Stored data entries
◆ ◆ ◆

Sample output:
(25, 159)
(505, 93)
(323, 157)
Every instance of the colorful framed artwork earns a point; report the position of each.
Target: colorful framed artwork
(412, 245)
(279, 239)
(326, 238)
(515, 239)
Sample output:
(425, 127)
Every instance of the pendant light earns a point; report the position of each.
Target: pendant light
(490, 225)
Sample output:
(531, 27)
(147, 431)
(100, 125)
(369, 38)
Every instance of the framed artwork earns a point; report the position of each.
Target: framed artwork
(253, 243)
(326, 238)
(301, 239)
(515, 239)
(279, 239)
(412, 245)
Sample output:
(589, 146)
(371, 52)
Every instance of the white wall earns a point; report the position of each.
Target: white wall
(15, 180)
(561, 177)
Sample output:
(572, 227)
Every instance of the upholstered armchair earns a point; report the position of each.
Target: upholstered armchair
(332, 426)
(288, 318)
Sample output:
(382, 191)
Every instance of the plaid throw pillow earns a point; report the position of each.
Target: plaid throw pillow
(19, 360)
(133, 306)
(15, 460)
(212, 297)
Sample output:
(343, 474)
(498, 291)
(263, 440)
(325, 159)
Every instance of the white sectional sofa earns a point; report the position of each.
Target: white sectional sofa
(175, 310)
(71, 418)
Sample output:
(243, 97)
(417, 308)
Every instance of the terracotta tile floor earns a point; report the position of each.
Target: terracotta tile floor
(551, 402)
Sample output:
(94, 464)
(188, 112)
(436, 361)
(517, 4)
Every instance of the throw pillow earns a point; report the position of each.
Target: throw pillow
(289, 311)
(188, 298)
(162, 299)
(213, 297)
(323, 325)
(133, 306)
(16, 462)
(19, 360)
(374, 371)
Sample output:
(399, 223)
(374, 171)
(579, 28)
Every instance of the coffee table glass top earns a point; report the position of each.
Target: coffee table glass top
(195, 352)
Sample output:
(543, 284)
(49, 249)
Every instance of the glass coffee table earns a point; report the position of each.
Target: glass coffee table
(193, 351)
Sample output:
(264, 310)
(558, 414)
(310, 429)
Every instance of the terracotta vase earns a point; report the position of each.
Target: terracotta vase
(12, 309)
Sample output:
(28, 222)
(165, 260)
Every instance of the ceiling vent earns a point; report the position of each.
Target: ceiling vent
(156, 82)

◆ ◆ ◆

- **Exercise directions**
Starting with the line that contains "Target: throw pillow", return each line through the last one of the data above, exactly as written and nothing more.

- **Response to the task**
Target: throw pillow
(289, 311)
(188, 298)
(162, 299)
(213, 297)
(323, 325)
(133, 306)
(16, 462)
(19, 360)
(374, 371)
Sample output:
(399, 223)
(374, 171)
(579, 28)
Every instance of the coffee table glass top earns a point; report the position of each.
Target: coffee table glass top
(195, 352)
Sample output:
(543, 284)
(49, 249)
Every instance of the glass coffee table earns a point; report the position of each.
Target: glass coffee table
(193, 351)
Sample output:
(264, 310)
(558, 414)
(310, 429)
Every instance of the terracotta vase earns a point; report the position of each.
Target: terracotta vase
(12, 309)
Sample output:
(28, 222)
(165, 260)
Every instance of the ceiling vent earns a point; report the position of each.
Target: ceiling vent
(156, 82)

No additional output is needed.